**Problem to solve**. Edit the lines below by replacing "pointer" with "locator", changing nothing else, and leave the pictures out of your version.

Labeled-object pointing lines
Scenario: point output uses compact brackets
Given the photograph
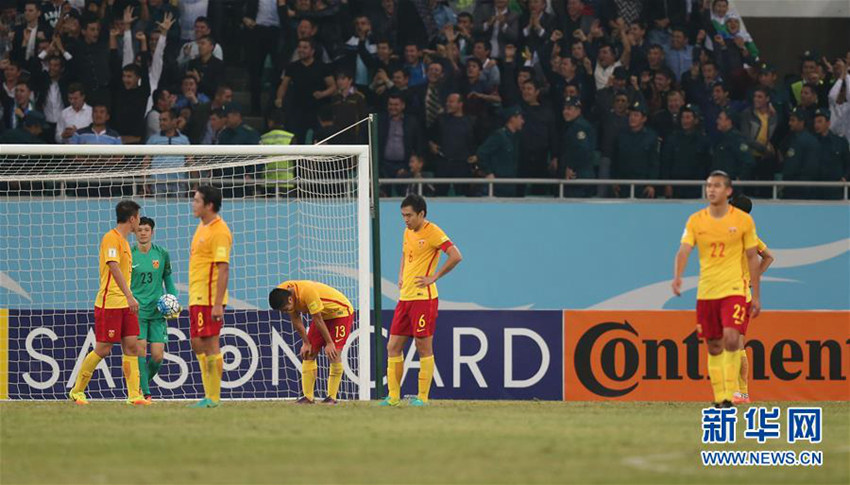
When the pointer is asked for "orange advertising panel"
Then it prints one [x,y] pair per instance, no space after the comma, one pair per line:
[657,356]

**Written answer**.
Scenario: point output uses compact brackets
Given the photograph
When the locator is asked for "orange advertising panel"
Then it prints one [x,y] pair per instance, no space after the comma, one pair per line:
[657,356]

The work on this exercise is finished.